■ **Exercise**: Format the lines below, from the line with "white window frame -> masks, each instance" up to and including the line with "[[[549,389],[545,386],[531,386],[530,408],[534,412],[549,412]]]", as a Markdown table with the columns Row and Item line, numbering each row and omitting blank lines.

■ **Stored records**:

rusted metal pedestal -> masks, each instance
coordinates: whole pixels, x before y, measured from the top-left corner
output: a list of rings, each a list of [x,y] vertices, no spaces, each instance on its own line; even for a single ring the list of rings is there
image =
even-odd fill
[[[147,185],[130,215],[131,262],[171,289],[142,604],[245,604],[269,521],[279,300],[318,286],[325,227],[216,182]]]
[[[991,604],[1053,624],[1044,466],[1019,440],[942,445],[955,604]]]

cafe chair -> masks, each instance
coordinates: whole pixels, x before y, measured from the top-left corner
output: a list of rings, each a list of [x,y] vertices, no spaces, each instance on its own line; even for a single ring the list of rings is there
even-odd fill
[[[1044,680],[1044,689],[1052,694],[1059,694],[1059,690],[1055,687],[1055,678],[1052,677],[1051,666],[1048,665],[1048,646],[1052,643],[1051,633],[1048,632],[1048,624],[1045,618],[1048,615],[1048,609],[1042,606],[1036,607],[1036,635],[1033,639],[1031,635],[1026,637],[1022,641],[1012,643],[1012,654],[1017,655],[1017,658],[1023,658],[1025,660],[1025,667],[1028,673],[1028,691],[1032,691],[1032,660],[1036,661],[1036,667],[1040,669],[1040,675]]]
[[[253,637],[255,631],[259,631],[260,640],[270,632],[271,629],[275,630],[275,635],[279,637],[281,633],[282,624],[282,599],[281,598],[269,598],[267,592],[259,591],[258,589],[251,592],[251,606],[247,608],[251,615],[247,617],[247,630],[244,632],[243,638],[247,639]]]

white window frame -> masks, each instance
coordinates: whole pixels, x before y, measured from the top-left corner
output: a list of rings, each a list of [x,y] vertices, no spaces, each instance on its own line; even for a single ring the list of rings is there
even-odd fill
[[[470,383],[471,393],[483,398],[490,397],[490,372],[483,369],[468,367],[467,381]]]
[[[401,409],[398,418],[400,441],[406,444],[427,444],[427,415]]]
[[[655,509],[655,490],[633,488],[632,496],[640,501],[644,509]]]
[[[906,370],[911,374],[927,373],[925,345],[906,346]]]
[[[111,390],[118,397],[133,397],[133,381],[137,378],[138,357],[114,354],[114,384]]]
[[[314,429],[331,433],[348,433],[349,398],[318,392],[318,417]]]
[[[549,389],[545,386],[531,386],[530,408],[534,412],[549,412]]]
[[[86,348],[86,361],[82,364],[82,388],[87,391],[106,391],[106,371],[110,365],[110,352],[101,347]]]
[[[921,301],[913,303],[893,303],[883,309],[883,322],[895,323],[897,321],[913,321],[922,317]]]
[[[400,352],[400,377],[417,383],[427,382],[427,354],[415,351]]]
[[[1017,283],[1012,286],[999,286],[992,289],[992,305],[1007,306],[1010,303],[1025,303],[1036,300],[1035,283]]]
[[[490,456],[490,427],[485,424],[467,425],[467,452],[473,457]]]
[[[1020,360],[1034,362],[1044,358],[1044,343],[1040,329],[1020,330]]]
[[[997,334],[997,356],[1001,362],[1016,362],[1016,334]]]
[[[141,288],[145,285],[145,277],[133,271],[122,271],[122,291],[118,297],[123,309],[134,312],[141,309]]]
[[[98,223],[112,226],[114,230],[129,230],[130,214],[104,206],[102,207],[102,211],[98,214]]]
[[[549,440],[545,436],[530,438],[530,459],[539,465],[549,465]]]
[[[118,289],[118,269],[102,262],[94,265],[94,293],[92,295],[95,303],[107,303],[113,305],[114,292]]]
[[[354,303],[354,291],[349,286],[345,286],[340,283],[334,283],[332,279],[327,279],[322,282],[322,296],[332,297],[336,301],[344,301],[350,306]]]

■ **Response**:
| Row | Item line |
|---|---|
| 1 | white window frame -> masks, each instance |
| 2 | coordinates: whole pixels, x before y, measured from the top-left corner |
| 3 | output: a list of rings, each a list of [x,y] vertices, no spaces, each instance on its own line; even for a single ring the list of rings is there |
| 4 | even-odd fill |
| 5 | [[[470,383],[471,393],[483,398],[490,397],[490,372],[483,369],[468,367],[467,381]]] |
| 6 | [[[401,409],[398,418],[400,441],[406,444],[427,444],[427,415]]] |
| 7 | [[[655,509],[655,490],[633,488],[632,496],[640,501],[644,509]]] |
| 8 | [[[906,370],[911,374],[927,373],[925,345],[906,346]]] |
| 9 | [[[111,390],[118,397],[133,397],[133,381],[137,378],[138,357],[114,354],[114,384]]] |
| 10 | [[[314,429],[331,433],[348,433],[349,398],[318,392],[318,417]]] |
| 11 | [[[549,389],[545,386],[531,386],[530,408],[534,412],[549,412]]] |